BEGIN Supplied text

# Making wine barrel staves parallel



## Stevea1962 (Dec 27, 2014)

Need to make the edges parallels one can use the staves as the sides for a serving tray. Any idea how to do this?


----------



## Loren (May 30, 2008)

Got a band saw? Make a cradle to hold the stave.


----------



## Finn (May 26, 2010)

I would use a sliding taper jig on my table saw to get one side straight, then use the fence to cut the other side.


----------



## Stevea1962 (Dec 27, 2014)

I do not have a band saw but was thinking of getting a desktop planer as that may do the job. Also @Jim, how would I use the taper jog to do this?

Thanks


----------



## rick1955 (Jun 26, 2014)

http://www.rockler.com/taper-straight-line-jig


----------



## daddywoofdawg (Feb 1, 2014)

END Supplied text
BEGIN Given material

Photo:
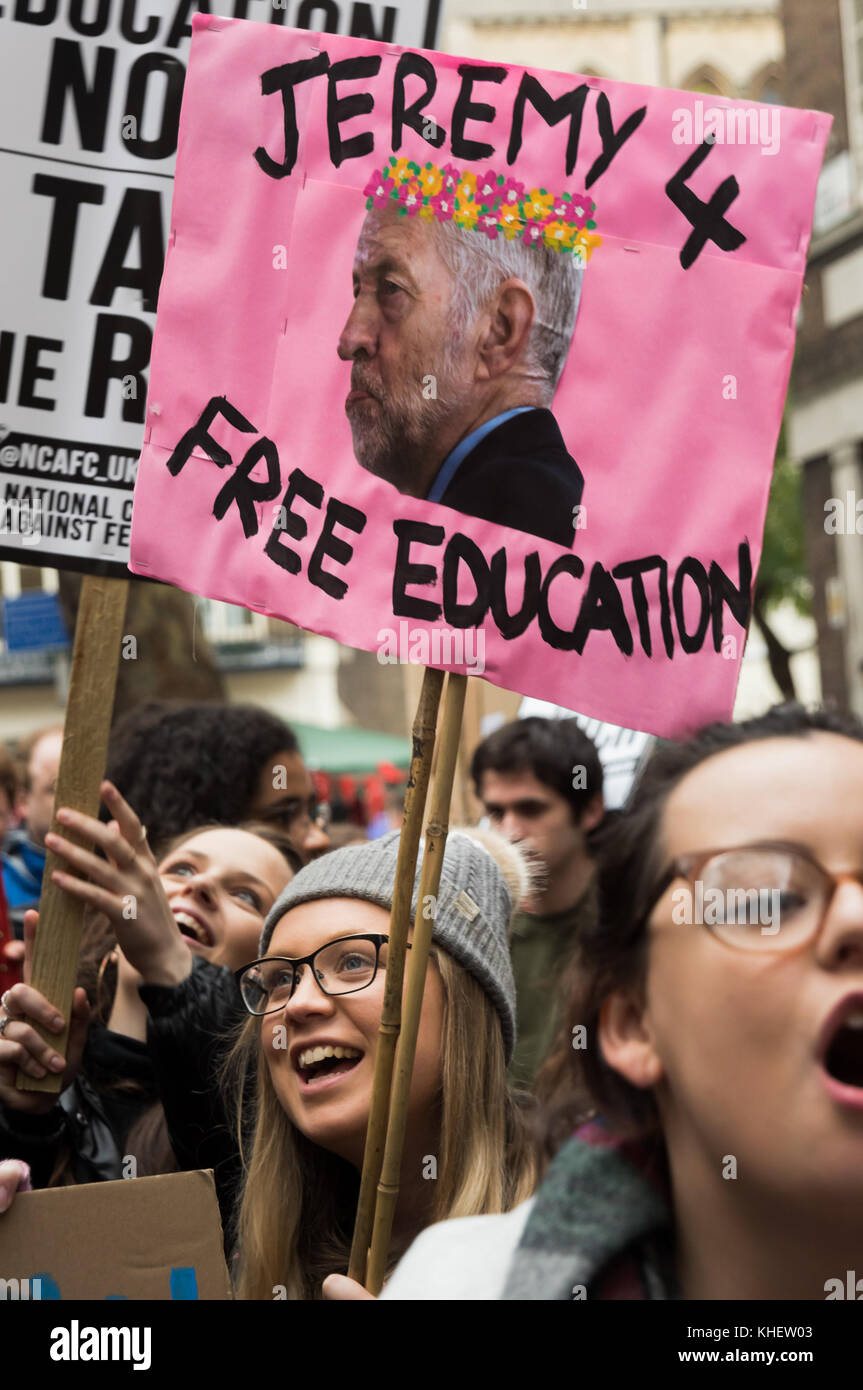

END Given material

- **Work to do**: In the forum thread on wine barrel staves, what tool does Finn say would get one side of a stave straight? The lines are separate material and are not part of the forum thread on wine barrel staves.

- **Correct result**: A sliding taper jig on a table saw.